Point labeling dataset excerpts

————

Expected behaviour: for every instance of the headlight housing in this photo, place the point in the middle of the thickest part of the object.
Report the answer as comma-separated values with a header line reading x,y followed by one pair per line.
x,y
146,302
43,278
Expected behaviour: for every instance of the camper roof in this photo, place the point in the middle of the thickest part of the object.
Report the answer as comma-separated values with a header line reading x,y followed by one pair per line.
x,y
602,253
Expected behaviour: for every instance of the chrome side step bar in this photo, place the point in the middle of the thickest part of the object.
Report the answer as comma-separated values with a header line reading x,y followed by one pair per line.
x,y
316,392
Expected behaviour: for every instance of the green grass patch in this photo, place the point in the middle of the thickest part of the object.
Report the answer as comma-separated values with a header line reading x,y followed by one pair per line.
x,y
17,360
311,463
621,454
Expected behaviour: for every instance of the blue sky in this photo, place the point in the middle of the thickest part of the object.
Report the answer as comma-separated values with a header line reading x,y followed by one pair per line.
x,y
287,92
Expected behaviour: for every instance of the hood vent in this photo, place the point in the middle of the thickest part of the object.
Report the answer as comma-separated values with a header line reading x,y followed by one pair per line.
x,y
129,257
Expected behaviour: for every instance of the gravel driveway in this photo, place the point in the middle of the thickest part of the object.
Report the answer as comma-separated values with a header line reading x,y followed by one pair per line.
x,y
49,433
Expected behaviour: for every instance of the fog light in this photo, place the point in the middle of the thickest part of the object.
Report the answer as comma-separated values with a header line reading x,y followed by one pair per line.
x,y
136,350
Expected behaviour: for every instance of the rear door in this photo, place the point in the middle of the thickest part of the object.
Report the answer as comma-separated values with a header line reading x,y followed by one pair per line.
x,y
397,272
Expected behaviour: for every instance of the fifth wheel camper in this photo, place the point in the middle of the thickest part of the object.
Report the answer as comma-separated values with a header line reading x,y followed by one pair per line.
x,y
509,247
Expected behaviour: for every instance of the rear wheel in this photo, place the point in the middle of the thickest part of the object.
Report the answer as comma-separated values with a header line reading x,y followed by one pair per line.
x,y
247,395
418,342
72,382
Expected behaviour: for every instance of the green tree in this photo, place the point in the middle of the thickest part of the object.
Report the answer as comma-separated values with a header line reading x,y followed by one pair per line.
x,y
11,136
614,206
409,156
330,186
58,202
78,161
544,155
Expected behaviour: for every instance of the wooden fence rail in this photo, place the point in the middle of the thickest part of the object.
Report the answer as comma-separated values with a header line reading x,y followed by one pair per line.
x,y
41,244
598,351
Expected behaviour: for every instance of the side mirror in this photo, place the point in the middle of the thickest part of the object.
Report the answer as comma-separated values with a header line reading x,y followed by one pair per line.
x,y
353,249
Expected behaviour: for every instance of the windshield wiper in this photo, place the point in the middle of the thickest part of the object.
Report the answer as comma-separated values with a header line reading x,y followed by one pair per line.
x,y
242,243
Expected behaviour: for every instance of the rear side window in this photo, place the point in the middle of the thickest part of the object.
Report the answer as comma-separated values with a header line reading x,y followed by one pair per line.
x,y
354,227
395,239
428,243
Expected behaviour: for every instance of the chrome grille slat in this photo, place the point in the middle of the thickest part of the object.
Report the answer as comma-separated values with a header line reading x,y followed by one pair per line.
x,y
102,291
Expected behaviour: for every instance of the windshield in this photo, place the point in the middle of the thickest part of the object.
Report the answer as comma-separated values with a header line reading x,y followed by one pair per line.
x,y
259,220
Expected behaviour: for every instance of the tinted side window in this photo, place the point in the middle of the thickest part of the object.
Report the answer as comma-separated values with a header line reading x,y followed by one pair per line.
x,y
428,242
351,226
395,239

————

Quote every line of the data, word for word.

Expected behaviour: for every instance of the headlight housing in this photo, place the point in the middle of the thickest part of the object.
Report the answer as comma-separated values with a header line reading x,y followed by one pair per line.
x,y
146,302
43,278
Expected behaviour: for every instance of the camper roof in this photo, place the point in the middle of the thickest part of the object.
Report the answer as comma-separated values with a header line reading x,y followed by one pair per line.
x,y
602,253
Expected behaviour: for every instance of the chrome side step bar in this photo, place the point in the middle of the thickest part of the object.
Report the answer as comma-separated values with a header line reading x,y followed by one pair per line.
x,y
316,392
Expected behaviour: for every instance of the green grass patch in this photo, place the point in the middle of the thickest part of the object.
Report the answer as comma-separated values with a header line reading x,y followed by one pair per line.
x,y
17,360
311,463
621,454
Expected behaviour: for every instance of the blue sky in this photo, place the point in the middle of the thickest part of the object.
Report the answer as comma-separated values with a header line reading x,y followed by one pair per line.
x,y
287,92
Expected behaviour: for every instance of the hood vent in this photo, place the point in the middle of the thickest part of the object.
Report the answer as comma-separated values with a header line reading x,y followed by one pair per line.
x,y
129,257
Expected behaviour: for every instance of the gravel driveway in this photo, place the point in the middle of the thickest part of the object.
Report the answer as comma-separated values with a header line reading x,y followed by one pair per line.
x,y
49,433
Expected behaviour: for every instance of the fog light in this photo, place the point in the middle of the thickest part of the object.
Report the answer as comma-separated values with a header line reading x,y followed by one pair per line.
x,y
136,350
Expected behaviour: for every instance of the rear door in this photo, place the point in the middle of the thickest part of the object.
Report the answer as comma-separated values with a header line reading x,y followed by one pair per line.
x,y
397,272
Expected behaviour: for every instance of the fifth wheel camper in this photo, place the point in the middle of the thickest part of the object.
Report the answer as comma-separated values with a header line reading x,y followed by one pair per line.
x,y
509,247
Expected behaviour: for every instance of the rear wheel in this photo, place the point in the middle of the thickest part of the object.
Report the answer as comma-separated values with a header line reading x,y followed by one pair per line.
x,y
247,395
418,342
72,382
Expected behaviour: for every instance of the green tree in this photo, place the point in the middle of the thickest part of the object.
Report the answer as comma-separated values with a header line reading x,y followed by one pair per line.
x,y
11,136
614,206
409,156
330,186
58,202
78,161
544,155
Expected behaviour: for every instance of the wooden fence rail in this photo, place the point in the middle of the thickest part of the object.
Report the answer as comma-separated values with a header line reading x,y followed by one pair per line.
x,y
41,244
598,351
Expected behaviour: for every instance of the side mirror in this photo, place the point in the middle of the thickest part of the object.
Report the answer as comma-separated values with a header line reading x,y followed by one pair per line.
x,y
353,249
Expected behaviour: for every instance of the windshield wiper in this photo, place the point in the middle of the thickest part of the object.
Report the answer as comma-separated values with a header line reading x,y followed by one pair per line.
x,y
242,243
Expected behaviour: for every instance of the rear side window in this photo, place the point in the middle of the thickest part of the object.
Report the answer as comma-separated values with a header line reading x,y followed by one pair per line.
x,y
354,227
395,239
428,243
Expected behaviour: for every instance of the chrome grille slat in this photo, place the point in the middle of the thickest part of the object.
Report the answer as comma-separated values with a header line reading x,y followed by one pair per line.
x,y
102,291
Expected behaviour: for every instance of the windshield in this photo, place the point in the middle of the thickest part of the object.
Report the answer as comma-separated values with a header line reading x,y followed by one pair per line.
x,y
259,220
Expected behaviour: for every instance of the tinted side window in this photo, place the point in the middle of the thickest part of the object.
Report the answer as comma-separated values with a header line reading x,y followed by one pair per line.
x,y
428,242
351,226
395,239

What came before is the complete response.